DIRECTIONS FOR THIS TASK: Retype each entry below exactly as it stands.

DATA LISTING:
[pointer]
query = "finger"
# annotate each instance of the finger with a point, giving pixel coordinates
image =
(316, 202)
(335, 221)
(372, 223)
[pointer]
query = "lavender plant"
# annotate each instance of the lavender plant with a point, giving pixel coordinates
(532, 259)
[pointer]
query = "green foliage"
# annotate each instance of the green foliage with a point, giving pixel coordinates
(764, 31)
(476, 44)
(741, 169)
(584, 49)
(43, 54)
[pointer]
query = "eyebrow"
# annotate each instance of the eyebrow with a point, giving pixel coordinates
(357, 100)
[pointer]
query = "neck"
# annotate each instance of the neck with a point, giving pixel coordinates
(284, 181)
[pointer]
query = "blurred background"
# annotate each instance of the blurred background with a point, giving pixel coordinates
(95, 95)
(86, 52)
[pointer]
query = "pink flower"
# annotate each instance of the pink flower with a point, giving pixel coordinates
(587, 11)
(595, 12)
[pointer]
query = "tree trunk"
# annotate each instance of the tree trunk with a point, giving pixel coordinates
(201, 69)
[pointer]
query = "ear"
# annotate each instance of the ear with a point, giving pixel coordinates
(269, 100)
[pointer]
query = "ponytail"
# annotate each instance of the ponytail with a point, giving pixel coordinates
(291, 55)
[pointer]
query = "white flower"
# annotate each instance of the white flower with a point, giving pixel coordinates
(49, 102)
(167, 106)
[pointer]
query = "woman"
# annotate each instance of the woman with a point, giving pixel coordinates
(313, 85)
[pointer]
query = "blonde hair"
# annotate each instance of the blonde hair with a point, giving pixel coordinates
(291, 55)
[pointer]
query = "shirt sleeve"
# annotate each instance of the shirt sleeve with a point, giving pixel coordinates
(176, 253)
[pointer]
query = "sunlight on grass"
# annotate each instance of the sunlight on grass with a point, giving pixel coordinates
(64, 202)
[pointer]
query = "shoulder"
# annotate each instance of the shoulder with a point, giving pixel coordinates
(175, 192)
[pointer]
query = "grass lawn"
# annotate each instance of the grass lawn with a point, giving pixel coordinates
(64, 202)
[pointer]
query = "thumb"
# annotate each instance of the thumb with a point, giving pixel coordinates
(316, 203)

WRITTEN ANSWER:
[pointer]
query = "finger"
# annotate each instance of the finger with a point, giving pixel coordinates
image =
(316, 202)
(335, 221)
(372, 223)
[pointer]
query = "lavender plant"
# annotate each instance of the lavender plant with a point, giving pixel coordinates
(532, 259)
[pointer]
query = "green foliage"
# annotate each instance of the green foliage with a point, giving pixel coordinates
(764, 31)
(476, 44)
(741, 169)
(584, 49)
(43, 54)
[pointer]
query = "eyebrow"
# annotate each instance of the eyebrow with a point, giving pixel coordinates
(357, 100)
[pointer]
query = "neck"
# annotate each instance of the neck with a point, giving pixel coordinates
(284, 181)
[pointer]
query = "blurred background"
# annotate each instance of the blurred background with a point, giving pixel coordinates
(95, 95)
(86, 52)
[pointer]
query = "pink flower"
# annotate each instance of the pink flower with a point, giving pixel coordinates
(587, 11)
(595, 12)
[pointer]
query = "tree trunk"
# annotate each instance of the tree trunk with a point, giving pixel coordinates
(201, 69)
[pointer]
query = "ear"
# annotate each instance of the ear with a point, giving pixel coordinates
(269, 100)
[pointer]
query = "ponytail"
# annotate each instance of the ponytail with a point, giving pixel coordinates
(291, 55)
[pointer]
query = "white flower"
# annotate each instance of the white flower with a point, giving pixel coordinates
(49, 102)
(167, 106)
[pointer]
query = "woman"
# annotate each instance of the woman with a point, giving pixel coordinates
(313, 85)
[pointer]
query = "blonde hair"
# annotate each instance of the blonde hair with a point, giving pixel coordinates
(291, 55)
[pointer]
query = "shirt sleeve"
# annotate each instance of the shirt sleeve with a point, giving pixel coordinates
(176, 253)
[pointer]
query = "sunlight on grass"
# annotate each instance of the sunlight on grass with a point, giving pixel coordinates
(64, 202)
[pointer]
query = "shoulder"
# annotate each instance of the shoulder with a point, giving pixel coordinates
(175, 192)
[pointer]
query = "grass lawn"
# annotate each instance of the grass lawn with a point, giving pixel coordinates
(64, 202)
[pointer]
query = "thumb"
# annotate each instance of the thumb with a point, giving pixel coordinates
(316, 203)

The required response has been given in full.